ZU ERLEDIGENDE AUFGABEN:
1 – Beantworten Sie anhand des Textes über die Narten:
(a) Was bedeutet „narta“ im Mongolischen?
(b) Auf welchem Instrument spielten die Geguakos?
(c) In welches Meer warfen die Narten die Truhe mit Urismag?
2 – Tippen Sie den Text über die Narten von „Die Pferde der“ bis einschließlich „den nordischen Sagen.“ unverändert ab.

AUSZUG DER SEITE:
Die Pferde der Narten vermochten wie diejenigen Wotans und seiner wilden Jagd durch die Lüfte zu reiten. Und wen erinnern nicht jene nartischen Gottheiten wie der Himmelsschmied Kurdalagon , der Donnergott Uazilla und Sapha, der Schirmherr des heimischen Herdes an nordische Sagen und Mythen. Die Auseinandersetzungen der nartischen Helden mit ihrem Gott vergleicht Sikojev auch mit den Kämpfen in der serbischen Sage vom Sonnenraub und mit dem Kampf Thors gegen die Midgardschlange in den nordischen Sagen.

Im Mongolischen heißt „narta“ Sonne. Ausgerechnet die ärgsten Feine der alanischen Osseten haben damit den sagenhaften Geschlechtern der Narten ihren Namen gegeben. Von „narta“ abgeleitet wurden sie „narartar“ genannt, die „Kinder der Sonne“. Daraus ergibt sich auch der Titel für die aufsehenerregende Epensammlung aus dem Kaukasus.

Die epischen Zyklen, die von den Narten künden, wurden von den Geguakos, den alten Sängern vorgetragen, die „gleich den keltischen Druiden auf diese Weise Legenden und Sitten, ‚Geschichte‘ und ‚Gesetz‘ aufbewahrten“, wie Dumézil schreibt.

Sikojev berichtet über die Geguakos: „Zu den großen Festen der Bergbewohner wurden sie geladen; sie spielten auf dem zwölfsaitigen, harfenartigen Fandir, sangen zur Feier der Personen oder trugen die nartischen Sagen vor.“

Wie der alternde Held Urismag versuchte zu sterben und erneut zum Helden wurde

Über viele Jahrhunderte wurden diese Sagen und Mythen nur mündlich weitergegeben. Das erklärt laut Sikojev auch, „weshalb der erzählerische Stoff der einzelnen Sagen keinem eindimensionalen Zusammenhang folgt, weshalb die Narten an mehreren Stellen des Buches in unterschiedlichem Alter agieren oder wie […] Urismag scheinbar nie endgültig sterben.“

Von ihm wird berichtet, wie er als alter Held selbst versucht habe, der Welt zu entsagen und auch dabei eine neuerliche Heldentat vollbrachte: „Mit den Jahren wurde Urismag immer hinfälliger, seine gewaltige Kraft war erschüttert und es zog ihn nicht mehr auf Kriegsmärsche oder zur Jagd. Die nartische Jugend fragte nicht mehr bei ihm um Rat und es gab sogar solche, die ihn zu verspotten begannen.“

Eines Tages sprach der alte Held: „Oh, wenn ich doch nur noch ein einziges Mal losziehen könnte, mein Schwert an den feindlichen Adern zu erproben, den Narten helfend den Sieg zu erkämpfen. Doch ehe es mir bestimmt ist, ruhlos mein Leben zu beenden, so wäre es besser, den Tag meines Todes selbst zu bestimmen.“

Er bat, „eine große und feste Truhe“ zu schmieden, ihn hineinzulegen und im Meer zu versenken. Nach langem Zögern erfüllte man ihm den Wunsch. Die Narten warfen die Truhe mit Urismag ins Schwarze Meer.

GESAMMELTES MATERIAL:
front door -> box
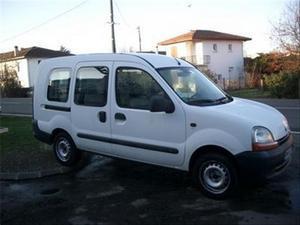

LÖSUNGEN IM EINZELNEN:
1 –
(a) Sonne.
(b) Auf dem zwölfsaitigen, harfenartigen Fandir.
(c) Ins Schwarze Meer.

2 –
Die Pferde der Narten vermochten wie diejenigen Wotans und seiner wilden Jagd durch die Lüfte zu reiten. Und wen erinnern nicht jene nartischen Gottheiten wie der Himmelsschmied Kurdalagon , der Donnergott Uazilla und Sapha, der Schirmherr des heimischen Herdes an nordische Sagen und Mythen. Die Auseinandersetzungen der nartischen Helden mit ihrem Gott vergleicht Sikojev auch mit den Kämpfen in der serbischen Sage vom Sonnenraub und mit dem Kampf Thors gegen die Midgardschlange in den nordischen Sagen.